Location labeling records
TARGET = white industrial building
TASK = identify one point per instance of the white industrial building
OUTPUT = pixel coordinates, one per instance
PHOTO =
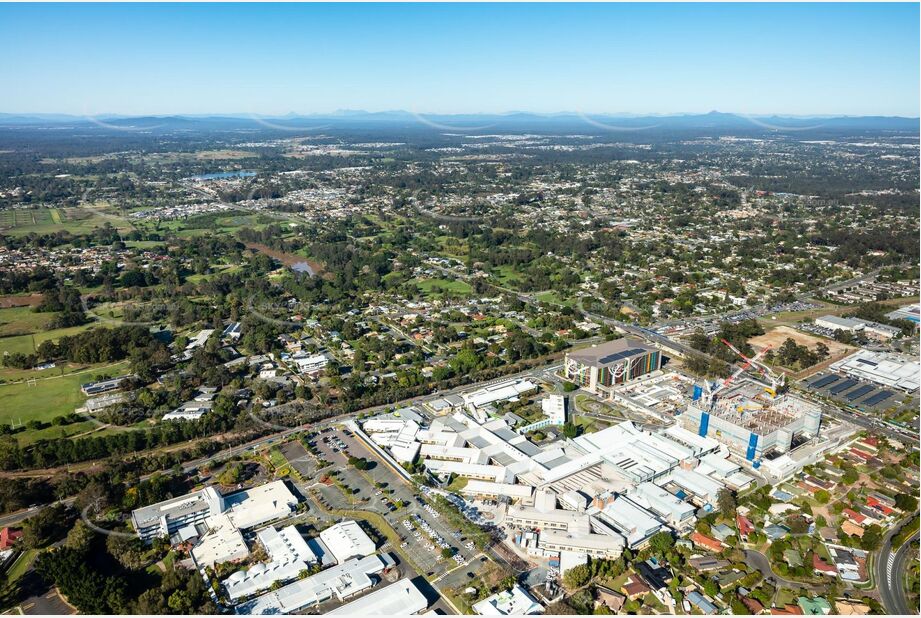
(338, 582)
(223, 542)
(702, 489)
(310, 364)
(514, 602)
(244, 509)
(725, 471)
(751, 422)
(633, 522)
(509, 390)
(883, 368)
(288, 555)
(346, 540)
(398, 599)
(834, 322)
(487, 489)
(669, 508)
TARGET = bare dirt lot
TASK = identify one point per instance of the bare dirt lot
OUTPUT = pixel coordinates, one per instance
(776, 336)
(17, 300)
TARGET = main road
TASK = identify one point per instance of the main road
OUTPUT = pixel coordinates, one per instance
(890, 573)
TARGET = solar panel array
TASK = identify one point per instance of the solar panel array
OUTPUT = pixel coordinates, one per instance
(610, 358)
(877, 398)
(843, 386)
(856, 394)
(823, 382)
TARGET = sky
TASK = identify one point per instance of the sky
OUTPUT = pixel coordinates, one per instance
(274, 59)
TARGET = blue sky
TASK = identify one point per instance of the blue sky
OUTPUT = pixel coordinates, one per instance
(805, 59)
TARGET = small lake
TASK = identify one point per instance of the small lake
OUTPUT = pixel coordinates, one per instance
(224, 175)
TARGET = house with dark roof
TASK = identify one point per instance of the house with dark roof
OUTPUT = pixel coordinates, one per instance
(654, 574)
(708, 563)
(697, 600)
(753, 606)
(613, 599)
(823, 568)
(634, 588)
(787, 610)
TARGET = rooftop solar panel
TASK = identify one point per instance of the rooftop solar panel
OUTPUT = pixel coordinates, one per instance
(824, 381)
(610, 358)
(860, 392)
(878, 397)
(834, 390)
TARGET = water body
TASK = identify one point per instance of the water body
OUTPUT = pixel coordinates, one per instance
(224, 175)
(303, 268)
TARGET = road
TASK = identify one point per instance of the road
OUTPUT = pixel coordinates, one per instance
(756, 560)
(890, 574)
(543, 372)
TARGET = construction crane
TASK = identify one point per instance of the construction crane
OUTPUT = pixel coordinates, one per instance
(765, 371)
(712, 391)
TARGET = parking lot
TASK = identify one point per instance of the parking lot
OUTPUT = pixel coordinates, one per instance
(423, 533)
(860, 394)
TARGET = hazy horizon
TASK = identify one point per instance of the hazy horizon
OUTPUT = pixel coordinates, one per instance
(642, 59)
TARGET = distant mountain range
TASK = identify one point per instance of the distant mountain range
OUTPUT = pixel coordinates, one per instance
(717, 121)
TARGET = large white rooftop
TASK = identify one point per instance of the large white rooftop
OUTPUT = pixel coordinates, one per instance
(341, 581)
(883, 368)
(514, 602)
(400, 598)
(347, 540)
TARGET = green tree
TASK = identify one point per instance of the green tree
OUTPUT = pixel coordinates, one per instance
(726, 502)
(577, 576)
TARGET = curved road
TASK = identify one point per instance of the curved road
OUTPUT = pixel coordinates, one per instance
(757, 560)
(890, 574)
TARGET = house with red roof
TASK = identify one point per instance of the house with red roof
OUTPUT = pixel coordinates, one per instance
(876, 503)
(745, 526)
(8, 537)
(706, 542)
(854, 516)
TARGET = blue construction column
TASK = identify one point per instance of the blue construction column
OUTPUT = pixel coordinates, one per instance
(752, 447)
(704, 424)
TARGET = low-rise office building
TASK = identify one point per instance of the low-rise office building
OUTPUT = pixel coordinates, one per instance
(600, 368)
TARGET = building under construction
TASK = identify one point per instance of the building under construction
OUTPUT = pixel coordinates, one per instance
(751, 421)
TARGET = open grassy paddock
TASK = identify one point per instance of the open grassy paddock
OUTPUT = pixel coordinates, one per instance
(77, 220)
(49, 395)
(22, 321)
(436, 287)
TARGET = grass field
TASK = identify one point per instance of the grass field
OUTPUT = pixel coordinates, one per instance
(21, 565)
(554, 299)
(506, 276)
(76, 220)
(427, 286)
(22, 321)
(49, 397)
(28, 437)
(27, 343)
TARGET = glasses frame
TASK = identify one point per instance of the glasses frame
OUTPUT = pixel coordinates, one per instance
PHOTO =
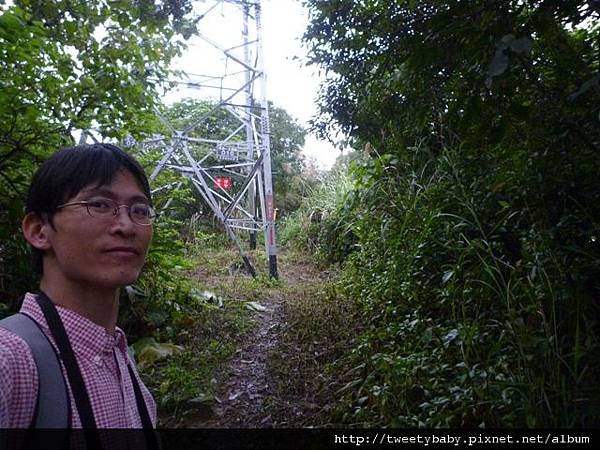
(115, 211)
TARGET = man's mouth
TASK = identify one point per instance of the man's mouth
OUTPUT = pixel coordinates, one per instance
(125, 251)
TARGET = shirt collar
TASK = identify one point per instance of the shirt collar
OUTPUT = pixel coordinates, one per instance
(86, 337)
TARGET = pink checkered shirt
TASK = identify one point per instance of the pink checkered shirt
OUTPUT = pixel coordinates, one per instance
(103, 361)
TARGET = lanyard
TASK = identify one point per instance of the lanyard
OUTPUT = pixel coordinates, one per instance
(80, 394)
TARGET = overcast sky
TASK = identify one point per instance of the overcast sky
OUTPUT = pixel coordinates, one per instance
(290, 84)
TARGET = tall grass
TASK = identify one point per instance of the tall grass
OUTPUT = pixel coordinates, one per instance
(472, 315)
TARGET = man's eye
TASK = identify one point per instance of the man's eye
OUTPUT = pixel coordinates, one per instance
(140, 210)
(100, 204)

[To do] Arrange these lines as a numbered list with the blank lines removed, covering every one of them. Keep the pictures out of your answer.

[Correct result]
1. TARGET = white industrial building
2. TASK = identify one point per instance of the white industrial building
3. OUTPUT = pixel coordinates, one per instance
4. PHOTO =
5. (338, 582)
6. (223, 542)
7. (702, 489)
8. (310, 364)
9. (514, 602)
10. (244, 509)
11. (725, 471)
12. (751, 422)
13. (633, 522)
14. (509, 390)
15. (883, 368)
16. (288, 555)
17. (346, 540)
18. (398, 599)
19. (834, 322)
20. (487, 489)
21. (669, 508)
22. TARGET = bare dirt lot
23. TASK = identify one point per instance of the bare dirt lot
24. OUTPUT = pixel coordinates, one per instance
25. (776, 336)
26. (17, 300)
27. TARGET = main road
28. TASK = identify one point per instance of the main road
29. OUTPUT = pixel coordinates, one per instance
30. (890, 573)
31. TARGET = solar panel array
32. TASK = identify one point per instance of the solar panel array
33. OUTPUT = pixel coordinates, one per instance
34. (610, 358)
35. (877, 398)
36. (843, 386)
37. (856, 394)
38. (823, 382)
39. TARGET = sky
40. TASK = identify one point per instance of the sky
41. OUTPUT = pixel coordinates, one per instance
42. (274, 59)
43. TARGET = blue sky
44. TASK = identify one point per instance of the blue sky
45. OUTPUT = pixel coordinates, one per instance
46. (805, 59)
47. TARGET = small lake
48. TASK = identify one point per instance of the small lake
49. OUTPUT = pixel coordinates, one per instance
50. (224, 175)
51. TARGET = house with dark roof
52. TASK = identify one point per instance of the house with dark roof
53. OUTPUT = pixel coordinates, one per instance
54. (654, 574)
55. (708, 563)
56. (697, 600)
57. (753, 606)
58. (613, 599)
59. (823, 568)
60. (634, 588)
61. (787, 610)
62. TARGET = rooftop solar panel
63. TASK = identify one point per instance of the rooftop solar panel
64. OUTPUT = pixel coordinates, one per instance
65. (824, 381)
66. (610, 358)
67. (860, 392)
68. (878, 397)
69. (834, 390)
70. TARGET = water body
71. TASK = identify one point per instance of the water body
72. OUTPUT = pixel coordinates, one per instance
73. (224, 175)
74. (303, 268)
75. TARGET = road
76. TASK = identify one point per instance of the road
77. OUTPUT = pixel coordinates, one per instance
78. (756, 560)
79. (890, 574)
80. (543, 372)
81. TARGET = construction crane
82. TASK = identify one point per instance of the construction crane
83. OUTPUT = pixel coordinates, one per instance
84. (765, 371)
85. (712, 391)
86. TARGET = parking lot
87. TASK = identify one point per instance of the parking lot
88. OUTPUT = pixel coordinates, one per instance
89. (423, 533)
90. (860, 394)
91. TARGET = hazy horizon
92. TASK = identify one point per instance of the hazy horizon
93. OUTPUT = pixel coordinates, one per instance
94. (642, 59)
95. TARGET = distant mountain range
96. TASK = identify one point per instance of the distant mountain range
97. OUTPUT = pixel coordinates, one per instance
98. (717, 121)
99. TARGET = large white rooftop
100. TASK = identify one point per instance of the large white rooftop
101. OUTPUT = pixel coordinates, one per instance
102. (341, 581)
103. (883, 368)
104. (514, 602)
105. (400, 598)
106. (347, 540)
107. TARGET = green tree
108. TASK = identify one point per instance of the green tree
109. OUTPUT = pixel coordinates, one per instance
110. (726, 502)
111. (577, 576)
112. TARGET = curved road
113. TASK = identify one point per instance of the curved road
114. OUTPUT = pixel coordinates, one per instance
115. (757, 560)
116. (890, 574)
117. TARGET = house with red roof
118. TASK = identify one point per instance of the house with red roof
119. OUTPUT = pixel coordinates, one per instance
120. (876, 503)
121. (745, 526)
122. (8, 537)
123. (706, 542)
124. (854, 516)
125. TARGET = blue construction column
126. TASK = identify one point per instance of the blue construction column
127. OUTPUT = pixel coordinates, one per instance
128. (752, 447)
129. (704, 424)
130. TARGET = low-rise office building
131. TASK = identify one point per instance of the low-rise office building
132. OUTPUT = pixel coordinates, one per instance
133. (600, 368)
134. TARGET = building under construction
135. TASK = identify one point per instance of the building under construction
136. OUTPUT = pixel coordinates, one per instance
137. (751, 421)
138. TARGET = open grassy paddock
139. TASK = identify one point per instance of the open grassy paddock
140. OUTPUT = pixel coordinates, one per instance
141. (77, 220)
142. (49, 395)
143. (22, 321)
144. (436, 287)
145. TARGET = grass field
146. TASK = identify one point per instance of the grass field
147. OUTPUT = pixel coordinates, one per instance
148. (21, 565)
149. (554, 299)
150. (506, 276)
151. (76, 220)
152. (427, 286)
153. (22, 321)
154. (49, 397)
155. (28, 437)
156. (27, 343)
157. TARGET = glasses frame
158. TASK = identify one point per instance of the glasses frame
159. OUTPUT = pixel coordinates, one per instance
160. PHOTO =
161. (115, 211)
162. TARGET = man's mouth
163. TASK = identify one point per instance of the man's mouth
164. OUTPUT = pixel coordinates, one per instance
165. (125, 251)
166. TARGET = shirt collar
167. TASK = identify one point per instance of the shirt collar
168. OUTPUT = pixel coordinates, one per instance
169. (86, 337)
170. TARGET = pink checkered shirt
171. TASK = identify one point per instance of the pink checkered shirt
172. OUTPUT = pixel coordinates, one per instance
173. (103, 361)
174. TARGET = lanyard
175. TASK = identify one point per instance of the lanyard
176. OUTPUT = pixel coordinates, one per instance
177. (80, 394)
178. TARGET = overcast sky
179. TASK = identify one point per instance of the overcast sky
180. OUTPUT = pixel coordinates, one per instance
181. (290, 84)
182. TARGET = tall grass
183. TASK = identify one point per instance of the tall grass
184. OUTPUT = pixel coordinates, one per instance
185. (472, 315)
186. TARGET = man's eye
187. TASK = identify one point per instance of the man's eye
188. OUTPUT = pixel coordinates, one per instance
189. (140, 210)
190. (100, 204)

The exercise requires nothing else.